Reproduce the entries that follow verbatim, down to the final line.
——————————
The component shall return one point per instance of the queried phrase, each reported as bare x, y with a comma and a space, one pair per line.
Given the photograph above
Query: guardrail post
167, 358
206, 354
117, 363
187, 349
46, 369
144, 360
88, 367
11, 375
——————————
- _The completed task_
The component shall return one point per instance of the queried phrase, each reported as bare x, y with a comma and a space, one pair per line.
Given the photograph above
Query: guardrail post
167, 358
206, 354
117, 363
187, 349
46, 369
144, 360
88, 367
11, 375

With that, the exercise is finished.